Bhartiya Krishi Anusandhan Patrika, volume 39 issue 2 (june 2024) : 181-185

Study of Fermented Cacao Beans using Aspergillus oryzae Isolated from Pea Coffee Leaves

M.M. Nidhilangelo1,*, Ally C. Antony1
1Department of Biosciences, Muslim Educational Society College, Marampally, Aluva-683 105, Kerala, India.
  • Submitted30-08-2023|

  • Accepted13-05-2024|

  • First Online 01-07-2024|

  • doi 10.18805/BKAP675

Cite article:- Nidhilangelo M.M., Antony C. Ally (2024). Study of Fermented Cacao Beans using Aspergillus oryzae Isolated from Pea Coffee Leaves . Bhartiya Krishi Anusandhan Patrika. 39(2): 181-185. doi: 10.18805/BKAP675.

Background: Chocolate is commercially made from the nut of Theobroma cacao. It has a bitter nutty taste, therefore many additives such as sucrose, milk, butter, etc are added to improve its taste and quality. The processing of cacao is an important step in the production of chocolate. It includes the fermentation of cacao beans using various microorganisms. In present study Aspergillus oryzae isolated from pea coffee leaves was characterised and was used to ferment cacao beans and the resulting change in its properties was studied.

Methods: In this study, we aimed to use Aspergillus oryzae isolated from pea coffee leaves, characterized and used to ferment cacao beans, to improve the flavour and quality. The changes in the flavour and qualities such as reducing sugar, protein, polyphenols, calcium, potassium, and iron content of cacao beans before and after fermentation were compared. The results were further compared with that of the cacao beans fermented with yeast and unfermented cacao beans to analyse the differences.

Results: The colour, smell, pH, and taste of fermented cacao beans have considerably changed after fermentation. Quantitative analysis revealed that the sugar, protein, and polyphenols contents have decreased, while those of nutrients such as iron, calcium, and potassium increased after fermentation.

For centuries chocolate has been used as sweet and savoury. Chocolate is made from cacao beans. The ripened cacao beans are harvested and their sweet, chewy flesh is removed using various means (including fermentation). These cacao beans are then dried under the sun or using a dryer. The beans then will be roasted, de-shelled, ground into a paste, sweetened and finally moulded into a bar of chocolate (Barišiet_al2019). Cacao was used as a medicine in medieval times, due to its bitter flavour. This bitter flavour of cacao beans is due to the presence of different alkaloids and polyphenols (Stark et al., 2006). The bitterness of cacao beans can be reduced through fermentation while making a chocolate bar.

# The data

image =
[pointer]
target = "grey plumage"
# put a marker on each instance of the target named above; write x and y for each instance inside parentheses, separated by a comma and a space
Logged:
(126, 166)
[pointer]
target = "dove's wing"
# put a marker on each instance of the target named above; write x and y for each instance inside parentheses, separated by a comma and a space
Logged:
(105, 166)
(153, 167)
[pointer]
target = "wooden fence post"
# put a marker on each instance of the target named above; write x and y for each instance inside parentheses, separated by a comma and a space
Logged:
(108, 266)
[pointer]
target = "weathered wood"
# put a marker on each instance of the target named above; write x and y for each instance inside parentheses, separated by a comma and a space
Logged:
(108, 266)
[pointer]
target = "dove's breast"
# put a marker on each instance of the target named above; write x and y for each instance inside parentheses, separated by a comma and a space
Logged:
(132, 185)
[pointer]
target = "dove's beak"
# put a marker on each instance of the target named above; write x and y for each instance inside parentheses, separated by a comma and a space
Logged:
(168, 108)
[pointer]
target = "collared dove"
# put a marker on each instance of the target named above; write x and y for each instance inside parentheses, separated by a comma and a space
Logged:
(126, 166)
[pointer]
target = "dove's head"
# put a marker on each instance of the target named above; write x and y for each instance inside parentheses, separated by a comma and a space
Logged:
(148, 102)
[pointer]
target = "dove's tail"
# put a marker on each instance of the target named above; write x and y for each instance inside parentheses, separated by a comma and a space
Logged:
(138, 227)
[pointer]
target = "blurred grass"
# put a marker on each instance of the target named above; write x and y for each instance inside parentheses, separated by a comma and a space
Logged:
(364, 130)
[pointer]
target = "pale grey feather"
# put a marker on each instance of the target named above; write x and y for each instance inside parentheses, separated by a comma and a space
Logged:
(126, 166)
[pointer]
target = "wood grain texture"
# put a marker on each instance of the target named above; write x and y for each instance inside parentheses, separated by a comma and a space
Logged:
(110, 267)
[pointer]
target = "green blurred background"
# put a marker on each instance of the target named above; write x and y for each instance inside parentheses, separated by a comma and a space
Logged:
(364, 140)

# Exercise A
Answer the following from the cacao fermentation article:
(i) From what source was the Aspergillus oryzae isolated?
(ii) Against which two kinds of cacao beans were the results compared?
(iii) To what does the article attribute the bitter flavor of cacao beans?
# Exercise B
Output everything in the cacao fermentation article from "Methods: In this" down to "analyse the differences.", copied without alteration.
The listing plays no part in this work.

# Reply A
(i) Pea coffee leaves.
(ii) Cacao beans fermented with yeast and unfermented cacao beans.
(iii) The presence of different alkaloids and polyphenols.

# Reply B
Methods: In this study, we aimed to use Aspergillus oryzae isolated from pea coffee leaves, characterized and used to ferment cacao beans, to improve the flavour and quality. The changes in the flavour and qualities such as reducing sugar, protein, polyphenols, calcium, potassium, and iron content of cacao beans before and after fermentation were compared. The results were further compared with that of the cacao beans fermented with yeast and unfermented cacao beans to analyse the differences.